--- DATA ---
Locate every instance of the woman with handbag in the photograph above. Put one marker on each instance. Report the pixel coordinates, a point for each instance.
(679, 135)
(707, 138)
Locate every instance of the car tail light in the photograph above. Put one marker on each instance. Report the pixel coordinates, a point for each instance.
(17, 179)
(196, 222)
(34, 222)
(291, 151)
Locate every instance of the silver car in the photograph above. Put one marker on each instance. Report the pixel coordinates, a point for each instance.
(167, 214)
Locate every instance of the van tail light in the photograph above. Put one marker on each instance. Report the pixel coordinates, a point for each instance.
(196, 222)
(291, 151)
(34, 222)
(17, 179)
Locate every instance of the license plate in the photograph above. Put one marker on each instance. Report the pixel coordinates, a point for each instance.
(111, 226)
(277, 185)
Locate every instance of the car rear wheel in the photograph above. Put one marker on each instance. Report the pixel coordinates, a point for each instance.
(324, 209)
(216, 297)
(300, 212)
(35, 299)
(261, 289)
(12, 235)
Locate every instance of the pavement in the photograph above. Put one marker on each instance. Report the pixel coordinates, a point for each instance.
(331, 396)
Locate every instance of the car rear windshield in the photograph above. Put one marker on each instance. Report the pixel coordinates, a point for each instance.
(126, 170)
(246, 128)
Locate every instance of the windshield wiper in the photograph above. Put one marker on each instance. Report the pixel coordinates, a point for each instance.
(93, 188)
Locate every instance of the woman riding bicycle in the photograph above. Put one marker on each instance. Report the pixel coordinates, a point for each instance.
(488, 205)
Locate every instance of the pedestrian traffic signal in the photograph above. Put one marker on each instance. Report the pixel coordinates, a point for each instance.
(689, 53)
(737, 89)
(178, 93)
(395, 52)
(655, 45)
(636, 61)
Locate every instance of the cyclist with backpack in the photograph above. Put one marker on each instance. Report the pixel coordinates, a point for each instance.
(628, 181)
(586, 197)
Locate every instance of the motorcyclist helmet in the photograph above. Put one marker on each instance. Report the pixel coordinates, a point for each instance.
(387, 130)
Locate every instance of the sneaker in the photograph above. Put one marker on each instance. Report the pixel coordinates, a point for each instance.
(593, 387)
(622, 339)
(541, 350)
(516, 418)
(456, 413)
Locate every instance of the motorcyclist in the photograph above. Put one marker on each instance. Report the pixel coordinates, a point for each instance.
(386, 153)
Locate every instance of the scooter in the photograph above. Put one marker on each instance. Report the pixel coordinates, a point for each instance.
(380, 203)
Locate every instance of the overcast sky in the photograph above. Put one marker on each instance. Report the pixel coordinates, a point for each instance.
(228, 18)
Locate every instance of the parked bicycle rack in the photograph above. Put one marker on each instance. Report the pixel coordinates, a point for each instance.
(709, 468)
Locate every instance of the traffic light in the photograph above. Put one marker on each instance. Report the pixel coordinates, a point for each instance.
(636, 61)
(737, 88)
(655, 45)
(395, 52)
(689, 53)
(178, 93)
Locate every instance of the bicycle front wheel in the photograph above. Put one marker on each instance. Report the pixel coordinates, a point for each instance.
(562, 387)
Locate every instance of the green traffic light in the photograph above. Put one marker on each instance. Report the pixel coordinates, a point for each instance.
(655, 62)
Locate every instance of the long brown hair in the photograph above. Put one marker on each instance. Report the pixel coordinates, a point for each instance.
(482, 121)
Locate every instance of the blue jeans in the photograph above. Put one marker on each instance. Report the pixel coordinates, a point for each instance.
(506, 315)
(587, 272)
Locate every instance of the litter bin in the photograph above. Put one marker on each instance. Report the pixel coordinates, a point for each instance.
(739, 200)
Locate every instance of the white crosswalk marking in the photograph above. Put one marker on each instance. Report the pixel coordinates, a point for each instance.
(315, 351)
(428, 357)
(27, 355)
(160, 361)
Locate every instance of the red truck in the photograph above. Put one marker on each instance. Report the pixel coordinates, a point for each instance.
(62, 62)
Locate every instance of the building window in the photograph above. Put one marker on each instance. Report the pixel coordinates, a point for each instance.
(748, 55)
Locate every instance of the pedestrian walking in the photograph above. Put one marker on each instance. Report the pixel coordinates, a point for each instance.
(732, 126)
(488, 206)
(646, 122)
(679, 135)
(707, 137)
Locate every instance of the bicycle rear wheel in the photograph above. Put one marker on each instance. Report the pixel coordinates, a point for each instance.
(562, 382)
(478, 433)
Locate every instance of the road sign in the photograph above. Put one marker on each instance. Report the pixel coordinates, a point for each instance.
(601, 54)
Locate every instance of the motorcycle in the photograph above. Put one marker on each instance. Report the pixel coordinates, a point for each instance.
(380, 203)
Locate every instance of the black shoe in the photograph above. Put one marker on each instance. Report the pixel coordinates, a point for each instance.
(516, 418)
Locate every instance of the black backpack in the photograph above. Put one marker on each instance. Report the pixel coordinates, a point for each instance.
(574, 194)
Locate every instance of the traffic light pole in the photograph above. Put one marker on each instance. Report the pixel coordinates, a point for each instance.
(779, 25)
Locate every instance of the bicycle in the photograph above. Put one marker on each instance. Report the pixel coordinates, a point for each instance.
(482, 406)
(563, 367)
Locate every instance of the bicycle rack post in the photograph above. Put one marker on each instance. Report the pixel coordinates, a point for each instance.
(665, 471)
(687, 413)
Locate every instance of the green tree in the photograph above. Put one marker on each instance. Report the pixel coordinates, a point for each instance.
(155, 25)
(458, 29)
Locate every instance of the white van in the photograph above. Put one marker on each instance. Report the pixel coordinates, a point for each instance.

--- GOAL ---
Reproduce exactly the line containing "Locate every instance of the black backpack" and every line after it through the end of the records above, and nothing else.

--- OUTPUT ---
Locate every instance of the black backpack in the photograph above. Put one marker on each instance. Report the pixel coordinates, a point for each instance.
(574, 194)
Locate every instance of the traffic light pole in the photograph above. Put one marker on each instance. Report the pixel coordinates, a point for each instance.
(779, 25)
Locate every instance of the bicycle in the photograph above. Put one marker on each instance. Report the pixel coordinates, a point for each instance.
(482, 406)
(563, 367)
Locate every instance of the bicycle rack post in the photograph above. Put one marker on each instance. Report the pixel coordinates, a point for each instance.
(665, 471)
(687, 413)
Locate every instance of the green tree in the photograph above. Put one marker on each instance. Report the pixel coordinates, a point for each instance.
(155, 25)
(458, 29)
Locate every instance of the white van in the photograph above. Put one marker on each instance. Report the pixel coordinates, a point for each instance.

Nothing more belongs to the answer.